Data pulled from a collection

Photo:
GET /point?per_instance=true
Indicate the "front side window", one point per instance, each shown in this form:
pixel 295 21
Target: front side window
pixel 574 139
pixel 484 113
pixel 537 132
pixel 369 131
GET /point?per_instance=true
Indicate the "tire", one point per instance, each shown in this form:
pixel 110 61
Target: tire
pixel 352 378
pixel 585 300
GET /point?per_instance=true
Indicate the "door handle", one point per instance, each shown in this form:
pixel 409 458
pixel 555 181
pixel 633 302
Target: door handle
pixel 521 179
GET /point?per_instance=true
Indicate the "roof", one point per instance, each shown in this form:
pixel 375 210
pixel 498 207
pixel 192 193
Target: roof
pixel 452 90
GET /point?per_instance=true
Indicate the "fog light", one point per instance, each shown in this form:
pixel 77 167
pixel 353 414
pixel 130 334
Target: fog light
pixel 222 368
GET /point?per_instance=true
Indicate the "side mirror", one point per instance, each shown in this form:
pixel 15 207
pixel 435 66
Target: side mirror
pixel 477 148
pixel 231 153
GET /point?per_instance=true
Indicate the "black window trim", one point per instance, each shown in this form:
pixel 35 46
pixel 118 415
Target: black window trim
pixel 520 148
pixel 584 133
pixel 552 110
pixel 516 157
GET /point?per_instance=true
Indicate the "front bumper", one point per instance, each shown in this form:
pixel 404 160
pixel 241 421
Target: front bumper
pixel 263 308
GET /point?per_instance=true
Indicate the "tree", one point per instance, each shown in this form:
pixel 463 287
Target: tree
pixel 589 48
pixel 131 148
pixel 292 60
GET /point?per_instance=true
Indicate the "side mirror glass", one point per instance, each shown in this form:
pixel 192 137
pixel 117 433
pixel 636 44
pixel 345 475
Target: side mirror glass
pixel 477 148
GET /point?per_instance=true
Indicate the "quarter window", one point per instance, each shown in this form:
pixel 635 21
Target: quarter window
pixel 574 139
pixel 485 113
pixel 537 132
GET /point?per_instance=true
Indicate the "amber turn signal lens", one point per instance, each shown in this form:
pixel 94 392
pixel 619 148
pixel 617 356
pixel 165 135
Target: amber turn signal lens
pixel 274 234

Goal:
Rewrite the whole listing above, changing each "fog light" to "fog lamp" and leaving everything else the same.

Solution for this task:
Photo:
GET /point?per_instance=true
Indicate the "front side window", one point per instance, each shown in this form:
pixel 295 21
Target: front side window
pixel 574 139
pixel 484 113
pixel 537 132
pixel 369 131
GET /point?per_instance=true
Indicate the "tire", one point per instance, each shown in this form:
pixel 110 61
Target: tire
pixel 352 378
pixel 585 300
GET /point?per_instance=true
Indicate the "door handle", one point per instance, each shown in this form:
pixel 409 458
pixel 555 181
pixel 633 302
Target: door handle
pixel 521 179
GET /point?per_instance=true
Indicate the "roof", one point per instance, each shown in this form:
pixel 375 210
pixel 498 207
pixel 192 193
Target: roof
pixel 452 90
GET /point?per_instance=true
Indicate the "fog lamp", one point per instance, each shown in this form:
pixel 77 167
pixel 353 414
pixel 130 334
Target: fog lamp
pixel 222 368
GET /point?per_instance=true
Indicate the "side mirror", one point per instance, each shown in this form:
pixel 15 207
pixel 435 66
Target: side mirror
pixel 477 148
pixel 231 153
GET /point?per_instance=true
Indicate the "black window trim", one point per instance, each shown in this form:
pixel 35 46
pixel 118 415
Target: black window trim
pixel 520 148
pixel 584 133
pixel 552 110
pixel 516 157
GET /point?per_instance=true
Indicate the "front bumper", one point per instance, each shown in this form:
pixel 404 160
pixel 241 421
Target: front bumper
pixel 263 308
GET /point?per_instance=true
Indicate the "tree", one point per instance, each shown in this form:
pixel 463 287
Target: tree
pixel 589 48
pixel 131 148
pixel 292 60
GET /point?per_instance=true
Indicate the "side mirror glass", one point per instance, each shown in this form:
pixel 192 137
pixel 117 433
pixel 636 44
pixel 345 475
Target: side mirror glass
pixel 477 148
GET /point?per_instance=true
Indicate the "quarter window", one point per instance, each shown in this form:
pixel 635 21
Target: quarter window
pixel 574 139
pixel 485 113
pixel 537 132
GET /point?per_instance=true
Indicate the "amber turn signal lens", one point per instance, each shown in this form:
pixel 94 392
pixel 619 148
pixel 617 356
pixel 165 135
Target: amber turn signal lens
pixel 274 234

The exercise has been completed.